## Extract to read

-.-.-

Take any lambda, called within a member function, f, of a class, C, where you want to deal with an object that you would pass into the lambda [&] as a reference. While you are waiting inside f for the lambda to finish, C goes out of scope. The function is gone and you have a dangling reference. Segmentation fault is as close as you get to defined behavior, when the lambda is next accessing the reference. You cannot pass the unique punter into the lambda. You couldn't access it from f once it's moved. The solution: shared pointer and [=]. I code the core of a database. We need shared pointers all the time in a multi-threaded infrastructure. Don't forget about the atomic reference counter. But your general scepticism is appreciated. Shared punters are used nearly always when one doesn't need them.

Suppose I want to implement a GLR parser for a language that is or contains a recursive "expression" definition. And the parsing must not just check whether the input conforms to the grammar, but also output something that can be used to do analysis, evaluations, compilations, etc. I'll need something to represent the result of each expression or subexpression grammar symbol. The actual semantic meaning of each grammar rule can be represented by polymorphism, so this will need to be some sort of pointer to a base class Expression.
The natural representation is then a std::shared_ptr<Expression>. An Expression object can be a subexpression of another compound Expression, in which case the compound Expression is the owner of the subexpression. Or an Expression object can be owned by the parse stack of the algorithm in progress, for a grammar production that has not yet been combined with other pieces. But not really both at the same time. If I were writing a LALR parser, I could probably do with std::unique_ptr<Expression>, transferring the subexpressions from the parse stack to the compound expression constructors as each grammar symbol is reduced.

-.-.-

## Tasks to perform
(1) The thread on C++ shared pointers names several things the parser's output should be usable for. List all of them.
(2) Answer these questions from the thread on C++ shared pointers:
(a) What happens when the lambda next accesses the dangling reference?
(b) For which kind of parser does the writer think std::unique_ptr<Expression> would probably be enough?
(c) What does the first writer say they code?
(3) Carry the thread on C++ shared pointers forward from its last sentence, in the same voice and on the same topic.

(Region labeling entries)
-.-.-

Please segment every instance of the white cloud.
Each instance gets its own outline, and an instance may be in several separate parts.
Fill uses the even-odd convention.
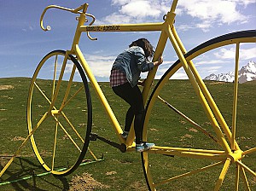
[[[102,18],[97,24],[161,21],[161,17],[170,10],[171,3],[168,0],[112,0],[116,12]],[[255,3],[255,0],[179,0],[177,14],[188,14],[197,21],[177,28],[187,31],[196,27],[208,32],[213,24],[245,23],[249,16],[243,14],[241,10],[252,3]]]
[[[241,6],[255,3],[253,0],[180,0],[179,12],[201,20],[196,26],[205,32],[218,25],[247,22],[248,17],[241,13]]]
[[[156,7],[155,5],[152,1],[131,1],[130,3],[122,6],[119,12],[131,17],[157,17],[160,14],[161,11],[157,9],[159,5],[156,5]]]
[[[115,56],[86,55],[84,57],[95,76],[109,78]]]
[[[220,59],[235,59],[236,48],[225,49],[222,48],[218,52],[214,53],[217,58]],[[256,47],[250,49],[241,49],[239,58],[241,60],[249,60],[256,57]]]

-.-.-

## Answers below
(1) analysis, evaluations, compilations

(2)
(a) A segmentation fault, which is as close as you get to defined behavior.
(b) A LALR parser.
(c) The core of a database.

(3)
The specific need for shared_ptr comes up with the GLR algorithm. At certain points, when there is more than one possible parse for the input scanned so far, the algorithm will duplicate the parse stack in order to try out tentative parses of each possibility. And as the tentative parsings proceed, each possiblity may need to use up some of those intermediate results from its own parse stack to form subexpressions of some compound expression, so now we might have the same Expression being used by both some number of parse stacks and some number of different compound Expression objects. Hopefully all but one tentative parsing will eventually fail, which means the failed parse stacks get discarded. The Expression objects directly and indirectly contained by discarded parse stacks should possibly be destroyed at that time, but some of them may be used directly or indirectly by other parse stacks.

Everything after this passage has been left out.